Data excerpts:
=== Section Start ===
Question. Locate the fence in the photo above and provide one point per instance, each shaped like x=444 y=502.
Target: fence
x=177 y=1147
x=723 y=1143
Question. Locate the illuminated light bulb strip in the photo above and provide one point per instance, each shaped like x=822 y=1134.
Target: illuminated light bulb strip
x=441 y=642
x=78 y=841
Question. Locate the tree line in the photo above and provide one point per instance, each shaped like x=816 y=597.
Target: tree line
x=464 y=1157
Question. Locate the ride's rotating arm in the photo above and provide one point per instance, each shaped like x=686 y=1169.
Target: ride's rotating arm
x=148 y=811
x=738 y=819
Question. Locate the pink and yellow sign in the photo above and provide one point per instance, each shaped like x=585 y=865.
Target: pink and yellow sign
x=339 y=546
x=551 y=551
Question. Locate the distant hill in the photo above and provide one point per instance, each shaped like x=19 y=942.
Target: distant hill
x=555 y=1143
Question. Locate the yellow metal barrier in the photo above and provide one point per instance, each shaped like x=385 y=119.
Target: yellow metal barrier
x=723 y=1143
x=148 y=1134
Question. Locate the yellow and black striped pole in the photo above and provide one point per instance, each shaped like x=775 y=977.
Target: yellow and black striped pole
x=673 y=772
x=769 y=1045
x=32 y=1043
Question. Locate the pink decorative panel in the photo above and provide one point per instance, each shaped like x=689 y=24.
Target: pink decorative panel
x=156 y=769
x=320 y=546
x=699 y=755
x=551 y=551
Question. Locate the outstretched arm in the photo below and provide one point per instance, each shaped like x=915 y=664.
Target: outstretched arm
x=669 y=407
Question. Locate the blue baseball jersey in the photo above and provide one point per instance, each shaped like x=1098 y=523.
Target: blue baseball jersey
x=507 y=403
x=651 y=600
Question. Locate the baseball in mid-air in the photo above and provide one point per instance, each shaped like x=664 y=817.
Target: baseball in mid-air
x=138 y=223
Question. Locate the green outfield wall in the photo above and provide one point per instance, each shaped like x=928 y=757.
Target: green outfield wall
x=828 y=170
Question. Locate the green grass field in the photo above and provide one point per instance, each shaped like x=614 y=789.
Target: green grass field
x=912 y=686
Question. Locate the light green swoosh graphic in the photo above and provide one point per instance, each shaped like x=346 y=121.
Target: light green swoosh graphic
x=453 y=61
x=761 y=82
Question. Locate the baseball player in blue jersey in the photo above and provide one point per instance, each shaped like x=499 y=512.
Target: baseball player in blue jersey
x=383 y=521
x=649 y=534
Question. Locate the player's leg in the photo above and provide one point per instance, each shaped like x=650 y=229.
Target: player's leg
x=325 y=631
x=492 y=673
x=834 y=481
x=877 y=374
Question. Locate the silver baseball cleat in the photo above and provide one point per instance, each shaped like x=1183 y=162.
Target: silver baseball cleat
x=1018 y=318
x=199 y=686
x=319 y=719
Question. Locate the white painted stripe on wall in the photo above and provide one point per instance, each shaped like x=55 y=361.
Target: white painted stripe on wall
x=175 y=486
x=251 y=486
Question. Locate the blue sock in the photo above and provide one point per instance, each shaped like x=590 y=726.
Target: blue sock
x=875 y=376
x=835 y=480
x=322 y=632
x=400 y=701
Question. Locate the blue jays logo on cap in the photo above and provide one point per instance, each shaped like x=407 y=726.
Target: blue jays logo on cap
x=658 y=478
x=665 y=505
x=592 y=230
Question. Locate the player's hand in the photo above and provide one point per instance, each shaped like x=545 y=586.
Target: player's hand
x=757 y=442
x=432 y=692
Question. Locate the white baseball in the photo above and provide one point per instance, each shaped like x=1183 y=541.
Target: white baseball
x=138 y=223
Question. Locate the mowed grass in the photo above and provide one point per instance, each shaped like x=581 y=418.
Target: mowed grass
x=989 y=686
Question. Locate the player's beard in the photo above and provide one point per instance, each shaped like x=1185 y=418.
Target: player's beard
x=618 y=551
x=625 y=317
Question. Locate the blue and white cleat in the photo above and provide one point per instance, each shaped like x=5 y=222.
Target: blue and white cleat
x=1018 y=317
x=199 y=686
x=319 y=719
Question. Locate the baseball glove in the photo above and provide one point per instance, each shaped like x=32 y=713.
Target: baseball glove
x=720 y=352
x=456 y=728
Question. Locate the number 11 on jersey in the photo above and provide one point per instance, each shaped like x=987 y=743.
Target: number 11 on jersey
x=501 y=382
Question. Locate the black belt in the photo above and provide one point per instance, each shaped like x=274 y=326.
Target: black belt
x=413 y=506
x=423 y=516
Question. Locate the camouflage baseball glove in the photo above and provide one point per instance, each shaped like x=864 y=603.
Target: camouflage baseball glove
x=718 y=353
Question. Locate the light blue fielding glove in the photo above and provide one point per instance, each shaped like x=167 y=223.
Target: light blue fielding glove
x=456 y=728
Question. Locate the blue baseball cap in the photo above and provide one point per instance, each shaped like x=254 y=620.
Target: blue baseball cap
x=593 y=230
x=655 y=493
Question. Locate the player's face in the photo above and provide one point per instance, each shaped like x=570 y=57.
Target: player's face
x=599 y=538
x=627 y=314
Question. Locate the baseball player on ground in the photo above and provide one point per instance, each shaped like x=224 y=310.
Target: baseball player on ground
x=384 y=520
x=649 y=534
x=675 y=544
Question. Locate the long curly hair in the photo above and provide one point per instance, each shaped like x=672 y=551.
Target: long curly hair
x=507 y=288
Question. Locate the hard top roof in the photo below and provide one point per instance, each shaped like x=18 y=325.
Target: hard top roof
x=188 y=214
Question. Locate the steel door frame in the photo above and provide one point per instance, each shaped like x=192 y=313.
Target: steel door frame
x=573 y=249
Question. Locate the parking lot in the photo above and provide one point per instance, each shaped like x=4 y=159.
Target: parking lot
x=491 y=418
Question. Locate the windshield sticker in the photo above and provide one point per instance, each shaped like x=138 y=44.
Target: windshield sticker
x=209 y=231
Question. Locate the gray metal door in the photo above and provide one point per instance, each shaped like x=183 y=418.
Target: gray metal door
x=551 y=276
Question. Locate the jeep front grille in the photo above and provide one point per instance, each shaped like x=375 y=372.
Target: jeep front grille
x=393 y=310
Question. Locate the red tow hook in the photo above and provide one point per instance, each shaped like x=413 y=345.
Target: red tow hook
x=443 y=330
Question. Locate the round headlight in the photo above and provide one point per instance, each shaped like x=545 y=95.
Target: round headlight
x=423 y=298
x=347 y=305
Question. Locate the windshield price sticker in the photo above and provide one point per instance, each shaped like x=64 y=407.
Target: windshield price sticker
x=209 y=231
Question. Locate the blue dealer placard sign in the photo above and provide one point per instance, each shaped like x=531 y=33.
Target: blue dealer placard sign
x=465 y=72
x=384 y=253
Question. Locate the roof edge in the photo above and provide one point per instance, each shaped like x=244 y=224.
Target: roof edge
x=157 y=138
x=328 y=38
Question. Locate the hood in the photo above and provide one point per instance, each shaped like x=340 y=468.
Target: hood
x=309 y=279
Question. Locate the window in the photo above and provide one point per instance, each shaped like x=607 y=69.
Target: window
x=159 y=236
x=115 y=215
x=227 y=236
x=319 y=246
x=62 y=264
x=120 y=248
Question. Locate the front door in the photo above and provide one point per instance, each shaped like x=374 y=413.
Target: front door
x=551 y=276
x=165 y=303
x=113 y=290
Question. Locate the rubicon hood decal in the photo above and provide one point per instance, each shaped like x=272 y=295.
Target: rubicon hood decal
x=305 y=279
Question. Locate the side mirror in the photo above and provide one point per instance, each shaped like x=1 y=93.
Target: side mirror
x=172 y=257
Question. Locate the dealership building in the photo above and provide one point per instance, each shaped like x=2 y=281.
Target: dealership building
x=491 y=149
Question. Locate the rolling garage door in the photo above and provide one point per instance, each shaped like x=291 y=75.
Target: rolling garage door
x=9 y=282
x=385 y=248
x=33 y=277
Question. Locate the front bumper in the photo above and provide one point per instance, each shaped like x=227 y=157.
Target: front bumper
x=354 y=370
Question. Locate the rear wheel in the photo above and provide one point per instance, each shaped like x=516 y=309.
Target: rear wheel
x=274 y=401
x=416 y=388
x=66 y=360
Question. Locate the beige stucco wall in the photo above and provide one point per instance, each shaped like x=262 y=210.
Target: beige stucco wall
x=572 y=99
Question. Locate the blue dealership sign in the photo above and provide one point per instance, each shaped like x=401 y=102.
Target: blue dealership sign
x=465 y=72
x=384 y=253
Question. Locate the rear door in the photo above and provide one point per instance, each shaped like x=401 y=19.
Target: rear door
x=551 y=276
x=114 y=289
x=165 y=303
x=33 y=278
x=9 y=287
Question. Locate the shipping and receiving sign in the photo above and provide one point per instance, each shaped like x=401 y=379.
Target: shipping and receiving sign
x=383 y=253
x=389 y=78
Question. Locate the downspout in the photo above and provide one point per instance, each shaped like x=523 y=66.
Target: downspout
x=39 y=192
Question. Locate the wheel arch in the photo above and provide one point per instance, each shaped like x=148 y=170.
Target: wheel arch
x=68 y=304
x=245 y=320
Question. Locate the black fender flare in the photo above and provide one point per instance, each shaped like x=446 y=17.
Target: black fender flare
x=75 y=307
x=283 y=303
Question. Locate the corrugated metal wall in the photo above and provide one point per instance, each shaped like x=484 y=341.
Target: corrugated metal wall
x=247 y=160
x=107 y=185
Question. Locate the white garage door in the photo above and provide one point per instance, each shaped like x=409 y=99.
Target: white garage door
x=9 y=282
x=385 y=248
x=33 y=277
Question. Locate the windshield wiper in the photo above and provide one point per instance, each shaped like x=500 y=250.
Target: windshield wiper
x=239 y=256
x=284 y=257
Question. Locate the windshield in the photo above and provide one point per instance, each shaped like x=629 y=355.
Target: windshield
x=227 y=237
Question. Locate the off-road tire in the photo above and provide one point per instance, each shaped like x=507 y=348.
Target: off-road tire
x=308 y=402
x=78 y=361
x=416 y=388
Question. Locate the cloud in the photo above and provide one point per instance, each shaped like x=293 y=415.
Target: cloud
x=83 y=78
=== Section End ===
Exercise details: Which lines of the data include the string "below"? Find them and copy each one.

Exercise output:
Question. Locate the outstretched arm in the photo below and provide one point per instance, each shaped like x=915 y=664.
Question. Locate the hard top roof in the photo below and provide one point per instance, each shaped like x=18 y=325.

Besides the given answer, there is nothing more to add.